_Kutipan Teks_
______________________________
Ringkasan
Pada akhir Juni 2014, terdapat setidaknya 76 tahanan politik di lembaga-lembaga permasyarakatan Papua.
Komite Nasional Papua Barat (KNPB), sebuah kelompok aktivis Papua yang pro-merdeka, menjadi target penangkapan oleh pihak aparat keamanan Indonesia selama bulan ini. Setidaknya 24 anggota KNPB ditangkap dari beberapa daerah di Papua, seperti Boven Digoel, Timika dan Merauke. Di Boven Digoel, polisi melakukan penangkapan massal anggota KNPB sebanyak 20 orang, dengan alasan RUU Organisasi Kemasyarakatan (RUU Ormas). Menurut polisi, tidak sahnya KNPB karena organisasi tersebut belum terdaftar di Kesatuan Bangsa dan Politik (Kesbangpol). Berdasarkan itu, polisi mengatakan semua atribut KNPB seperti bendera dan lambing organisasi juga tidak sah.
Pemakaian RUU Ormas memberi kesan untuk medelegitimasi dan mengendalikan kelompok masyarakat sipil pribumi di Papua. Khususnya, sebelum demonstrasi atau acara peringatan terus menempatkan keterbatasan yang tidak dapat diterima terhadap kebebasan berkumpul dan berekspresi di Papua.
______________________________
_Catatan_
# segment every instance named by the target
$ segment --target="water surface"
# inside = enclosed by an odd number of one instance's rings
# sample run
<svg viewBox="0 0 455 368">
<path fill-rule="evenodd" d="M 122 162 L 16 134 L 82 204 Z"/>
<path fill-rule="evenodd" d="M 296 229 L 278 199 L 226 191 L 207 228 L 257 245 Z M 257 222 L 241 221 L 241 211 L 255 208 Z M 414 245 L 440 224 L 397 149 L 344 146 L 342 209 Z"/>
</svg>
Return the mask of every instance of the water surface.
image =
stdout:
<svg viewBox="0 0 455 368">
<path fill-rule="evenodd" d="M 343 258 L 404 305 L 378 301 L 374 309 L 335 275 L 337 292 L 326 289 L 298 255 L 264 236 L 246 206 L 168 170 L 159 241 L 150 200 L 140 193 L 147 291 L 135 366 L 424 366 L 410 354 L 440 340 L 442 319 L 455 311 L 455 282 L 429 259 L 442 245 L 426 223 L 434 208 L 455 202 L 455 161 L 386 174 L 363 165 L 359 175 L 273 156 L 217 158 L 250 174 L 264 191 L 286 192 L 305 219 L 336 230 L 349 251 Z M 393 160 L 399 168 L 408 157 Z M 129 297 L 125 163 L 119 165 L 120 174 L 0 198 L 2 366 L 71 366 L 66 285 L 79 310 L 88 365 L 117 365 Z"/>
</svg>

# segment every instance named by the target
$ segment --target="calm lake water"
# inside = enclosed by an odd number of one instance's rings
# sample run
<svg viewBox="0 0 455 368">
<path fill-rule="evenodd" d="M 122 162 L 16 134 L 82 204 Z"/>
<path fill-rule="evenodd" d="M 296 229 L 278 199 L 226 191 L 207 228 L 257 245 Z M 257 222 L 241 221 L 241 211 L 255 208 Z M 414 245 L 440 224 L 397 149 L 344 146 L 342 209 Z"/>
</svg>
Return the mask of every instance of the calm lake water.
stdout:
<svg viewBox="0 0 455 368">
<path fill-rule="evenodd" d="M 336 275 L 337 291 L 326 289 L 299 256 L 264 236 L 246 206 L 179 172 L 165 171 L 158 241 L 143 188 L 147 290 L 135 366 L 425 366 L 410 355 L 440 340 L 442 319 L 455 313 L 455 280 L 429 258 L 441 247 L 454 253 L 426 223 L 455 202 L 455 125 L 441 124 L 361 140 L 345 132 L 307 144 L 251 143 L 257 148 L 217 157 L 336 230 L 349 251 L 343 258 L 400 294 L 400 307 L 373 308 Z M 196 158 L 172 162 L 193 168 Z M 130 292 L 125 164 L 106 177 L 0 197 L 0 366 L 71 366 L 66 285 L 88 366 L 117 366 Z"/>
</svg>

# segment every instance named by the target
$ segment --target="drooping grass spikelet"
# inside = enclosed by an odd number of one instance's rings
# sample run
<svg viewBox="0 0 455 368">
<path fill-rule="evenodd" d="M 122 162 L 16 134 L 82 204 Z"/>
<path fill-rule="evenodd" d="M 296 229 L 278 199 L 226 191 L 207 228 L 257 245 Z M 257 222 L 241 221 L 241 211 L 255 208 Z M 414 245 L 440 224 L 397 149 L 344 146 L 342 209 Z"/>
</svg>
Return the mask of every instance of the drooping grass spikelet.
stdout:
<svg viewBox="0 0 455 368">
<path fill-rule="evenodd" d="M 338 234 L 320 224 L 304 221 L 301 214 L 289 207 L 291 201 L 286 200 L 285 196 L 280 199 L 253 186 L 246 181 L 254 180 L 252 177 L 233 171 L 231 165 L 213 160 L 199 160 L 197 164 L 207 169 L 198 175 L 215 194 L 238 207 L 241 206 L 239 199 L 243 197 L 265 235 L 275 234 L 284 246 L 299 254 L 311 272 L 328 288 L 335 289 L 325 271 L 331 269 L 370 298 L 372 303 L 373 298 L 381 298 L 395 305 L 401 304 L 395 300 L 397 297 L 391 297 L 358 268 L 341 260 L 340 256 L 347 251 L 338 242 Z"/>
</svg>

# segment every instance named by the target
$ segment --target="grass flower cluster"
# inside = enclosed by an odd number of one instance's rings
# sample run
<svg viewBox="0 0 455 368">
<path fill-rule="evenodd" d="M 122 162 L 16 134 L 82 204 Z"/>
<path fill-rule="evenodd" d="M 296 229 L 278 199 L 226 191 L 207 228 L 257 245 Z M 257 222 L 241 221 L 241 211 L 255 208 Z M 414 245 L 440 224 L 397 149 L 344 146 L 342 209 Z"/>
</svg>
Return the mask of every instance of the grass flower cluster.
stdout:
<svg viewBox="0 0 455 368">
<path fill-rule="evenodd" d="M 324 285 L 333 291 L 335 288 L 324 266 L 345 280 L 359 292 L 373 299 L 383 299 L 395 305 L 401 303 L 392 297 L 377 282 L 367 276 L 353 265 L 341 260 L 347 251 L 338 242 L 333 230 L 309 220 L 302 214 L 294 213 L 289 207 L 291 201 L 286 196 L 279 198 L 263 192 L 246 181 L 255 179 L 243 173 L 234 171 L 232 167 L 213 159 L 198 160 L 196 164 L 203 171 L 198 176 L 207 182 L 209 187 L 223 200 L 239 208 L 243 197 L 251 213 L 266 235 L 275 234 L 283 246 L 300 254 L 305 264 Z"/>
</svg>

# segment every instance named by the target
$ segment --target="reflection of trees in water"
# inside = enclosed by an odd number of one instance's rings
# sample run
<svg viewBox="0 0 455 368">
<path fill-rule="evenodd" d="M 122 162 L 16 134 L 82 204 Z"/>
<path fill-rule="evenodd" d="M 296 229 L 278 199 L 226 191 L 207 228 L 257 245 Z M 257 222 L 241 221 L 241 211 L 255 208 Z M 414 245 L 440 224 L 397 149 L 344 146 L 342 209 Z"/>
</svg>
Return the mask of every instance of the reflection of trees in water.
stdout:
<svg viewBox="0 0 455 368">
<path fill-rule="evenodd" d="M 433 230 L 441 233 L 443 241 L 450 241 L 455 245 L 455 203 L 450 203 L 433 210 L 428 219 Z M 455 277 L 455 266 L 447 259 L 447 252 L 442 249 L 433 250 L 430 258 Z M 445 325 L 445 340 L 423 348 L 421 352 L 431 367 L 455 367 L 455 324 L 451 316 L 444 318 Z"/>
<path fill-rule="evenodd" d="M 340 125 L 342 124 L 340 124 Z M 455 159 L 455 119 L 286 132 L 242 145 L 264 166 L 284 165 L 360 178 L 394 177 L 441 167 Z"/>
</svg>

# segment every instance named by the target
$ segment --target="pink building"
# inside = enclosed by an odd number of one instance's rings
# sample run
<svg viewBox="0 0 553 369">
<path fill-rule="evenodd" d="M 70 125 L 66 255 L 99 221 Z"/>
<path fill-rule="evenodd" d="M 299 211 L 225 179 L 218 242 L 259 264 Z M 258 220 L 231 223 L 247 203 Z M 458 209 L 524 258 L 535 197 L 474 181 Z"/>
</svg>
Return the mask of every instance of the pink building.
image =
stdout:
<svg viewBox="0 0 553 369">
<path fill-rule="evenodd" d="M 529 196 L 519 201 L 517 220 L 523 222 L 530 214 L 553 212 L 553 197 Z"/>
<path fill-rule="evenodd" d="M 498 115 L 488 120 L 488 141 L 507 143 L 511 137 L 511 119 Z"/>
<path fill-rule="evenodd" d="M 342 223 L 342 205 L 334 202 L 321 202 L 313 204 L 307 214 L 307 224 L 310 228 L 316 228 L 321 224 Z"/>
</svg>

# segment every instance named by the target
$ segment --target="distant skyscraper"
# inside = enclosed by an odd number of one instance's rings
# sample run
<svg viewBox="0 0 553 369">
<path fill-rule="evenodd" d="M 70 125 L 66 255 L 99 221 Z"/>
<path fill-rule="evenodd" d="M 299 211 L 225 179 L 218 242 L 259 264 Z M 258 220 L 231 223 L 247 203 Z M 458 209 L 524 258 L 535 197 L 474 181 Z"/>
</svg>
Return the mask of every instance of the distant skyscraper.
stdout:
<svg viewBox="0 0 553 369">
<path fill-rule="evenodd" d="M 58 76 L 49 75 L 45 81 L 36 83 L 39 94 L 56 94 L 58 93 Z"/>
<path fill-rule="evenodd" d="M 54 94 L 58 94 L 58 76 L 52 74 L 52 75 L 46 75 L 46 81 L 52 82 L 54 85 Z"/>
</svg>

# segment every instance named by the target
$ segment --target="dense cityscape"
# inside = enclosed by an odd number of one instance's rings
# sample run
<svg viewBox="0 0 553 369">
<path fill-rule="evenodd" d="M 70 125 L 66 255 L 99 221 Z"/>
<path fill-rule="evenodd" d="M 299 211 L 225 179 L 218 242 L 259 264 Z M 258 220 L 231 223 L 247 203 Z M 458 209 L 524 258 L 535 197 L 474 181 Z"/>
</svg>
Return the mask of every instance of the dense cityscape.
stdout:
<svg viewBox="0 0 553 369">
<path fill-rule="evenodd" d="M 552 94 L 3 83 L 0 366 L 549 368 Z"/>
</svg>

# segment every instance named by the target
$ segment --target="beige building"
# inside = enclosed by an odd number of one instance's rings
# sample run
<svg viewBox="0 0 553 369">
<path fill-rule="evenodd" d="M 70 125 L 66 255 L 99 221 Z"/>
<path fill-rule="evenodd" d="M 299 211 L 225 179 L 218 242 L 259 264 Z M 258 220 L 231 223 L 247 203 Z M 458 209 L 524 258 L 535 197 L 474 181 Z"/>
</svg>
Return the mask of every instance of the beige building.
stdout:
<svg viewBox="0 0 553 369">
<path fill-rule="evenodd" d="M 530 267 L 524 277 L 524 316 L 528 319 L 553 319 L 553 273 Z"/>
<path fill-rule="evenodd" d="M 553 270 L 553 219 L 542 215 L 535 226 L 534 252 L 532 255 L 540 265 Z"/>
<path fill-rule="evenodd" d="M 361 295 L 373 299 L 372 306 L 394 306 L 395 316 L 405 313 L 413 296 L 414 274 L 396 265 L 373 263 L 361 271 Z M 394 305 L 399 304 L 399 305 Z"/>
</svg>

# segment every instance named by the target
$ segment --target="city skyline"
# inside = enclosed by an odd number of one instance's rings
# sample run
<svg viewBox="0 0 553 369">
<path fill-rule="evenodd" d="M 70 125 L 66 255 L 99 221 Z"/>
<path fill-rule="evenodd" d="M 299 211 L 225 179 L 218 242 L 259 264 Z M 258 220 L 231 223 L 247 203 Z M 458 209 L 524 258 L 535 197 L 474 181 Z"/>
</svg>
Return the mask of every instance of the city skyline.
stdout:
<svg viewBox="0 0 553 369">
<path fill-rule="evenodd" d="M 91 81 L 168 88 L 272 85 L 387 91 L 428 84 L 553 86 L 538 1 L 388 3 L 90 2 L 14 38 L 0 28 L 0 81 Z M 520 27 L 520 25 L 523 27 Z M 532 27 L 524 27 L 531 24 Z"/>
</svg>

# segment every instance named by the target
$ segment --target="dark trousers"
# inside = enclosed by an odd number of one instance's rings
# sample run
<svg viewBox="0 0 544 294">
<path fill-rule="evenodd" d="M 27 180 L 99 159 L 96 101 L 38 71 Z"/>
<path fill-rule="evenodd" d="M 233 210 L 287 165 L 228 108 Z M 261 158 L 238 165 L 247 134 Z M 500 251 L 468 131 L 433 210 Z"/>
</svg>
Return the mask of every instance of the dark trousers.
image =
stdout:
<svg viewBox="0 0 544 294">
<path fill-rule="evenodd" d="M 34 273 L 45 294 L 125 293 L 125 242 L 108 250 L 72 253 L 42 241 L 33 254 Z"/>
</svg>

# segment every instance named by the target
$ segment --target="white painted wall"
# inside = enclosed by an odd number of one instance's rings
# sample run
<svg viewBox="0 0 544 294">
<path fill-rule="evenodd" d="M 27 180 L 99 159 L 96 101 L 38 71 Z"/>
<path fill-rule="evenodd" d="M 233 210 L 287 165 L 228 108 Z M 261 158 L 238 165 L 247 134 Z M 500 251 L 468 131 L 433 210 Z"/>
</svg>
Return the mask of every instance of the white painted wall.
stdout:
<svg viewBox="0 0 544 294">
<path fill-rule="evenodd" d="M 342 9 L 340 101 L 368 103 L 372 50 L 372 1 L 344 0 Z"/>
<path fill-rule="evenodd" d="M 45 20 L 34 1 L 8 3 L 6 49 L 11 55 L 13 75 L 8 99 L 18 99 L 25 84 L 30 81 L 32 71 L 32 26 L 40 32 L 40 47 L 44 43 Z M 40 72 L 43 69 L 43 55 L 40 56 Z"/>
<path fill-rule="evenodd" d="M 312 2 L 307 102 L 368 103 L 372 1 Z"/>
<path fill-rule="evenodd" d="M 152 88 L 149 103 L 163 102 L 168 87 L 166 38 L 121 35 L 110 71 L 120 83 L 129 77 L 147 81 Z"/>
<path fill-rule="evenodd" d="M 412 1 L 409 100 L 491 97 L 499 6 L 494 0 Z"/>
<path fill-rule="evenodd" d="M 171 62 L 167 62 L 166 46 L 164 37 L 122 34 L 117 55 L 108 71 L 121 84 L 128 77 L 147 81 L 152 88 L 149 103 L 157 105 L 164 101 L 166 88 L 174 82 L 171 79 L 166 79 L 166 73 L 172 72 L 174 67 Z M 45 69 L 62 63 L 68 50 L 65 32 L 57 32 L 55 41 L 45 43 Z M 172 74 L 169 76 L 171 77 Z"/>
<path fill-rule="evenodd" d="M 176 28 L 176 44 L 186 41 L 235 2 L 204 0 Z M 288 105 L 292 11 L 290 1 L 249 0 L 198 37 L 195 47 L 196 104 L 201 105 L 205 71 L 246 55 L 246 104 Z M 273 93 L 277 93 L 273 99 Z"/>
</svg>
______________________________
_Tugas_
1. Menurut kutipan ini, berapa anggota KNPB yang ditangkap secara massal oleh polisi di Boven Digoel?
2. Tolong temukan setiap baris dalam catatan yang memuat kata "beige", lalu salin baris-baris itu; perbedaan huruf besar dan kecil diperhitungkan.

_Jawaban Berurutan_
1. 20 orang.

2.
$ segment --target="beige building"
Return the mask of every instance of the beige building.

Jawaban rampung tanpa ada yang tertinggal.